**TEXTO DEL DOCUMENTO:**
··········

Si bien su procedencia sigue siendo un enigma, el códice londinense presenta grandes semejanzas en cuanto al contenido con el ya mencionado ms. Junta 22 de la Biblioteca Tomás Navarro Tomás del CSIC, conocido como Libro de los dichos maravillosos, que, procedente del hallazgo de Almonacid de la Sierra, es posiblemente anterior a nuestro manuscrito. A esta filiación, ya señalada en su momento por Harvey, podemos añadir ahora su evidente relación, aunque en menor medida, con los materiales que conforman la carpeta de papeles árabes y aljamiados conservada en el Arxiu Històric de Barcelona,[25] en la que encontramos varias recetas y representaciones mágicas (ruedas, cuadrados numéricos, figuras pseudoantropomorfas) comunes a los tres códices.
Como estos manuscritos, el códice de la Arcadian está compuesto fundamentalmente por un amplio recetario mágico, entreverado de remedios que podríamos considerar pertenecientes a la medicina «culta», y cuyas fuentes, en consecuencia, difieren de las del resto del contenido. Aunque Labarta cuestiona, en lo que respecta al ms. Junta 22, su utilidad como fuente para el estudio de los conocimientos médicos que poseían los moriscos,[26] creo que el valor de estos testimonios no debe desdeñarse a priori, puesto que algunas de estas recetas, comunes en su mayoría a los dos manuscritos, arrojan sin duda luz sobre las relaciones existentes entre la medicina creencial y la académica.

··········

**DATOS DE ENTRADA:**
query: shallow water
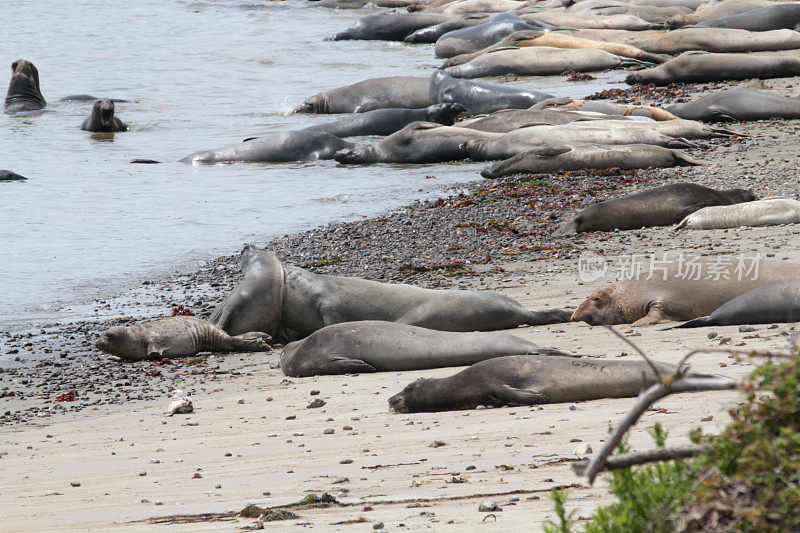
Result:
[0,0,624,329]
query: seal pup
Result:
[669,281,800,329]
[675,198,800,229]
[5,59,47,113]
[389,355,724,413]
[81,98,128,133]
[293,76,432,114]
[553,183,758,236]
[281,320,566,377]
[209,247,570,341]
[572,256,800,326]
[94,316,271,361]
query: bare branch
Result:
[586,377,738,484]
[572,444,710,476]
[604,326,663,381]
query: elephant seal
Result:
[635,28,800,55]
[0,170,28,181]
[95,316,271,361]
[572,256,800,326]
[330,13,449,41]
[675,198,800,229]
[667,89,800,122]
[553,183,758,235]
[333,122,497,164]
[697,2,800,31]
[481,144,702,178]
[445,46,641,78]
[5,59,47,113]
[304,103,466,138]
[209,247,569,341]
[281,320,566,377]
[433,13,545,58]
[81,98,128,132]
[625,52,800,85]
[403,13,489,44]
[670,281,800,329]
[389,355,724,413]
[294,76,432,114]
[180,131,354,165]
[429,70,553,114]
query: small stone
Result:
[478,500,503,513]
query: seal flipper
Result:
[490,384,550,405]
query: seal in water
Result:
[180,131,355,165]
[81,98,128,132]
[675,198,800,229]
[304,103,465,138]
[553,183,758,235]
[294,76,432,114]
[670,281,800,329]
[572,256,800,326]
[209,247,570,341]
[5,59,47,113]
[281,320,566,377]
[95,316,271,361]
[666,89,800,122]
[389,355,724,413]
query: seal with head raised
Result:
[95,316,271,361]
[389,355,724,413]
[572,256,800,326]
[554,183,758,235]
[675,281,800,328]
[209,247,570,341]
[5,59,47,113]
[281,320,566,377]
[81,98,128,133]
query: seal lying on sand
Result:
[667,89,800,122]
[95,316,271,361]
[389,355,724,413]
[81,98,128,132]
[625,52,800,85]
[572,256,800,326]
[5,59,47,113]
[476,141,703,178]
[209,247,570,341]
[304,103,465,138]
[553,183,758,235]
[671,281,800,329]
[281,320,566,377]
[294,76,432,113]
[186,131,355,165]
[675,198,800,229]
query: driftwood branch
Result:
[572,445,709,476]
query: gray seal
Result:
[666,89,800,122]
[281,320,565,377]
[209,247,569,340]
[5,59,47,113]
[304,103,465,138]
[180,131,354,165]
[672,281,800,329]
[95,316,271,361]
[331,13,449,41]
[294,76,432,113]
[81,98,128,133]
[554,183,758,235]
[625,52,800,85]
[389,355,720,413]
[429,70,554,115]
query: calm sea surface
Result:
[0,0,622,329]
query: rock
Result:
[478,500,503,513]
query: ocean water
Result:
[0,0,622,330]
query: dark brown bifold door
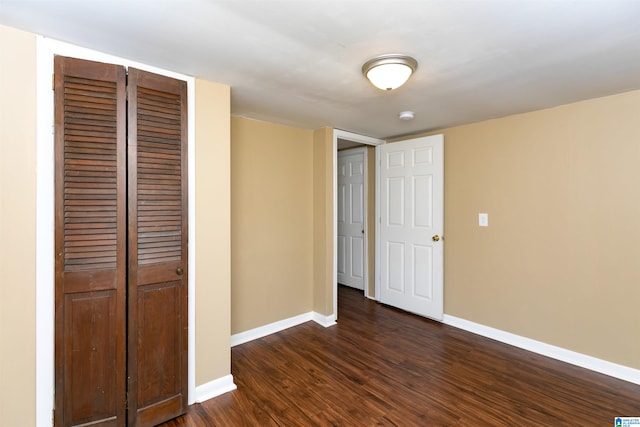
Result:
[54,56,127,426]
[128,68,188,426]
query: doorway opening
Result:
[333,129,385,317]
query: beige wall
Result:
[0,26,37,427]
[231,117,314,334]
[396,91,640,369]
[195,80,231,385]
[313,128,335,316]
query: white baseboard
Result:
[442,314,640,385]
[196,375,237,403]
[311,311,336,328]
[231,311,336,347]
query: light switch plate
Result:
[478,213,489,227]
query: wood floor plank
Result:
[163,287,640,427]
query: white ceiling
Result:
[0,0,640,138]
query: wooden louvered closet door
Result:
[128,68,188,425]
[55,57,127,426]
[54,57,188,426]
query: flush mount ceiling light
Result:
[362,54,418,90]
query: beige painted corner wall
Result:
[0,26,37,427]
[231,117,314,334]
[398,91,640,369]
[195,79,231,386]
[313,128,335,316]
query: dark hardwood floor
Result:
[163,287,640,427]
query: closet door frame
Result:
[34,36,196,425]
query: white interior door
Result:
[337,148,366,290]
[377,135,444,320]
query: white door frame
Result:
[333,129,386,319]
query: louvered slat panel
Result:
[64,76,117,271]
[137,87,183,265]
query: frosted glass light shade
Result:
[362,54,418,90]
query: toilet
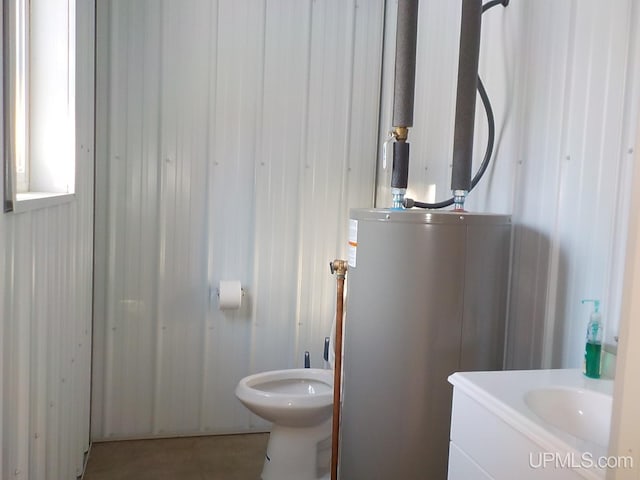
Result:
[235,368,333,480]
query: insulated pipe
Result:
[329,260,347,480]
[392,0,418,129]
[451,0,482,195]
[391,0,418,210]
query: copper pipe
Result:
[330,260,347,480]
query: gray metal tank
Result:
[339,209,511,480]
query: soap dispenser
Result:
[582,299,602,378]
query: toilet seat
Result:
[235,368,333,480]
[236,368,333,427]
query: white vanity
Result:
[448,370,616,480]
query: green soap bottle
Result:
[582,300,602,378]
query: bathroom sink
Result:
[524,387,612,447]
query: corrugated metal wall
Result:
[378,0,640,368]
[93,0,384,438]
[93,0,640,438]
[0,0,94,480]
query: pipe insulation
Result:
[392,0,418,127]
[391,142,409,188]
[451,0,482,192]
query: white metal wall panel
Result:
[0,0,94,480]
[92,0,384,439]
[377,0,640,368]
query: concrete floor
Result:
[84,433,269,480]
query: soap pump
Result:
[582,299,602,378]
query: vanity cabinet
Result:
[448,372,606,480]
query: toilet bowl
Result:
[236,368,333,480]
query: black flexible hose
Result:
[404,0,509,209]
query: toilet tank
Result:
[339,209,511,480]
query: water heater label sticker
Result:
[348,219,358,268]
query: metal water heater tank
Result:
[339,209,511,480]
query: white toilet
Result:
[236,368,333,480]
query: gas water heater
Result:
[339,209,511,480]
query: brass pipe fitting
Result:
[393,127,409,142]
[329,260,349,278]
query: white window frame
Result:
[2,0,76,212]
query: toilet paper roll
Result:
[218,280,242,310]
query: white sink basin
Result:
[524,387,612,447]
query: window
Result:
[2,0,76,211]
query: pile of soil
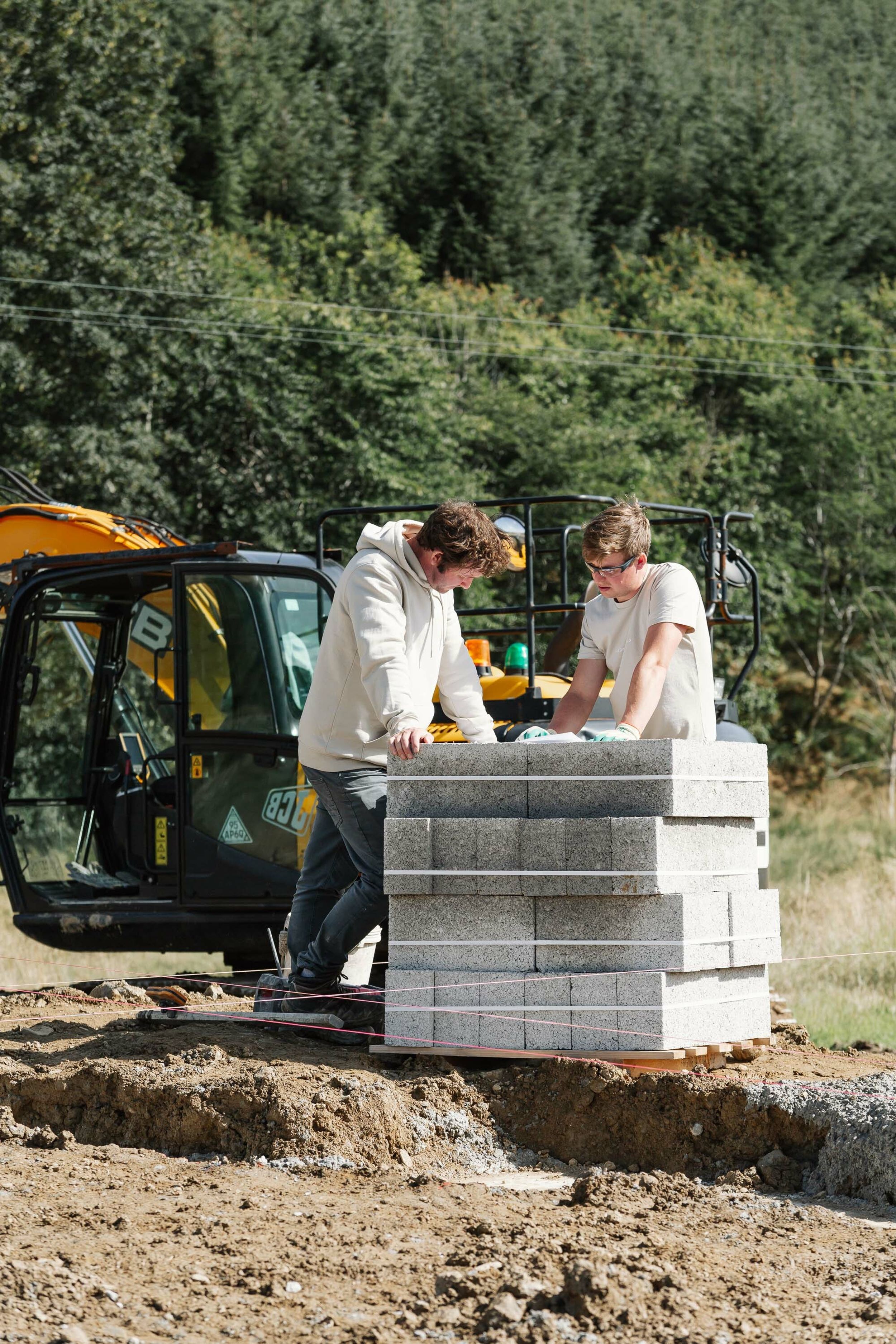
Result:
[0,993,896,1344]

··········

**LISTA DE TAREAS:**
1 – Cita del texto sobre el códice londinense el fragmento que va desde "Si bien su procedencia" hasta "los tres códices.", ambos incluidos.
2 – Según el texto sobre el códice londinense, ¿con qué nombre se conoce el ms. Junta 22?
3 – Traduce al inglés esta oración del texto sobre el códice londinense: «Como estos manuscritos, el códice de la Arcadian está compuesto fundamentalmente por un amplio recetario mágico, entreverado de remedios que podríamos considerar pertenecientes a la medicina «culta», y cuyas fuentes, en consecuencia, difieren de las del resto del contenido».
Las líneas no intervienen en este ejercicio.

**SOLUCIONES:**
1 –
Si bien su procedencia sigue siendo un enigma, el códice londinense presenta grandes semejanzas en cuanto al contenido con el ya mencionado ms. Junta 22 de la Biblioteca Tomás Navarro Tomás del CSIC, conocido como Libro de los dichos maravillosos, que, procedente del hallazgo de Almonacid de la Sierra, es posiblemente anterior a nuestro manuscrito. A esta filiación, ya señalada en su momento por Harvey, podemos añadir ahora su evidente relación, aunque en menor medida, con los materiales que conforman la carpeta de papeles árabes y aljamiados conservada en el Arxiu Històric de Barcelona,[25] en la que encontramos varias recetas y representaciones mágicas (ruedas, cuadrados numéricos, figuras pseudoantropomorfas) comunes a los tres códices.

2 – Libro de los dichos maravillosos.

3 – Like these manuscripts, the Arcadian codex consists mainly of an extensive collection of magical recipes, interspersed with remedies that we might consider to belong to "learned" medicine, and whose sources, consequently, differ from those of the rest of the content.